[begin DOCUMENT EXCERPT]
*** This course is being updated and we are currently not accepting new applications. Contact us for more information***
What’s the online and in-class blended TEFL Toulouse course?
You do the TEFL course online at home over 11 weeks (so about 2 hours a day), and then come to us for 4 observed classroom lessons at your convenience. Extra observed teaching practice (eg a 5th and 6th lesson) is available for those who need it.
You have 3 months to do all your teaching practice so it’s very flexible for those who live far from Toulouse.
Who is the online blended TEFL course for?
Many of you simply do not have the time available to attend our onsite TEFL course in Toulouse, from 9 am to 630pm Monday to Friday for 4 weeks, due to family or work commitments. If this is you, the online and in-class blended TEFL course is perfect. Obviously you still need an internet connection, a minimum of about 13 hours a week, fairly good typing skills and some peace and quiet.
It may also suit you if you simply prefer an easier pace – the usual 4 week TEFL is intensive, after all.
Do I have to do the whole 11 weeks of theory before I do any teaching practice?
Ideally you can come and do some of the teaching practices over whole afternoons with us during your 11 weeks rather than all of them afterwards, but this is up to you. The theory you are doing online tends to make much more sense once you have tried teaching, and you’ll know which bits of the theory you really need to work on most.
I can’t come to Toulouse at all. Can I do my 4 teaching practices by Zoom?
We’d much rather you came to us but if you can’t make it to Toulouse for the 4 lessons you can teach your lessons on Zoom (or equivalent) and we’ll observe those, provided that you can set everything up (students, place to teach, camera…).
Consider contacting a local language school and offer to teach a free lesson? We can help you set this up.
What else do I get for my money?
A huge bonus of this blended option is that you can come to TEFL Toulouse when you like (during any in-class TEFL course that’s running – see dates and fees) to observe and participate in the morning theory sessions, or the afternoon teaching practice sessions.
We’ll also send you the exact same grammar and phonology handouts that our in-class trainees get.
Are you sure that 4 teaching practices will be enough for me to feel confident and get a TEFL certificate?
We may need to see more than the 4 teaching practices with us, to be awarded TEFL Toulouse Certificate in TEFL. You can purchase more sessions at 80euros in case you need or want them. 4 is usually enough, especially if you can do a few of them during your 11 weeks online part of the course.
We’d also like you to have a go at our grammar tests just to make sure you are OK with that part.
Can I get external funding in France?
The Pole Emploi may be able to finance this course. But bear in mind that if you are unemployed, the best option is to come to us for a month and do our in-class course, which they always fund!
[end DOCUMENT EXCERPT]
→ WORK TO DO:
1. In the TEFL course FAQ, why is it recommended to do some of the teaching practices during the 11 weeks of online study instead of leaving them all until afterward? Answer in one to three sentences.
2. Answer these questions from the TEFL course FAQ:
(a) Over how many weeks is the online part of the course done?
(b) How much does each extra teaching practice session cost?
(c) Which body may be able to finance the course in France?
3. Reproduce the passage of the TEFL course FAQ word for word, starting at "A huge bonus" and ending at "in-class trainees get.".
[begin INFORMATION GIVEN]
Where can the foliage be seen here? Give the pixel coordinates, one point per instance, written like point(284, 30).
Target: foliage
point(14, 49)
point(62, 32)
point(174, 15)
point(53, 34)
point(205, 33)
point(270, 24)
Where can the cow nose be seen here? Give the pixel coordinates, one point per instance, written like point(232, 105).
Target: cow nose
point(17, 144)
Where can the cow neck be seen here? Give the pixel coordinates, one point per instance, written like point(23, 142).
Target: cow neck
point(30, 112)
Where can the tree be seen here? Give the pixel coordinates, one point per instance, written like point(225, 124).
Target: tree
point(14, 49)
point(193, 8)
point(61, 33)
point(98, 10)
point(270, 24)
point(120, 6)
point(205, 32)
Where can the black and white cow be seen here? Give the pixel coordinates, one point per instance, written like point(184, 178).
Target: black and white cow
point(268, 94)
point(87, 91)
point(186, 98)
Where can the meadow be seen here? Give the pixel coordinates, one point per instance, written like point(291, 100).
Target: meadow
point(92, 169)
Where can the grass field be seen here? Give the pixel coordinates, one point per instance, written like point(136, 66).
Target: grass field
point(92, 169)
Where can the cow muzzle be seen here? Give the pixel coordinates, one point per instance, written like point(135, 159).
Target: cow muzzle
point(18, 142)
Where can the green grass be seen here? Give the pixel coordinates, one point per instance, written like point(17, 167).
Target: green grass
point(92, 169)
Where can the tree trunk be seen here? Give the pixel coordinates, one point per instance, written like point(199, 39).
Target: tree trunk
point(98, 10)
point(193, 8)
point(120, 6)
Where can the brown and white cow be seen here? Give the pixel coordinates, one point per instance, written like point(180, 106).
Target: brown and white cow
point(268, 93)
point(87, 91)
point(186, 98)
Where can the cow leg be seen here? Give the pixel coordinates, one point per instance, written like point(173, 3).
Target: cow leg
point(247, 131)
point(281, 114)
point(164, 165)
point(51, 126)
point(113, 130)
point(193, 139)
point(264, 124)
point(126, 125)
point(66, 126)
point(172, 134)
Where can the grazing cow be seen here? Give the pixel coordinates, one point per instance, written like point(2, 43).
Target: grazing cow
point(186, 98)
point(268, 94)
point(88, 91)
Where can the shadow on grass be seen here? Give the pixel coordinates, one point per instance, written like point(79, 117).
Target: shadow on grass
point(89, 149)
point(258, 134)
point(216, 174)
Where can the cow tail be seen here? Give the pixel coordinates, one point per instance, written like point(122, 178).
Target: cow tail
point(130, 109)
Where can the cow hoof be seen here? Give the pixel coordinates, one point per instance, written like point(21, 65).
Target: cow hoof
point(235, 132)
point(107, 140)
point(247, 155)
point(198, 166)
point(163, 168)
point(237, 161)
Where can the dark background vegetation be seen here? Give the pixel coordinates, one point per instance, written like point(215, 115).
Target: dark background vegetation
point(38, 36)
[end INFORMATION GIVEN]
→ LIST OF SOLUTIONS:
1. The online theory tends to make much more sense once you have tried teaching. Teaching early also shows you which parts of the theory you most need to work on.

2.
(a) 11 weeks
(b) 80 euros
(c) The Pole Emploi

3.
A huge bonus of this blended option is that you can come to TEFL Toulouse when you like (during any in-class TEFL course that’s running – see dates and fees) to observe and participate in the morning theory sessions, or the afternoon teaching practice sessions.
We’ll also send you the exact same grammar and phonology handouts that our in-class trainees get.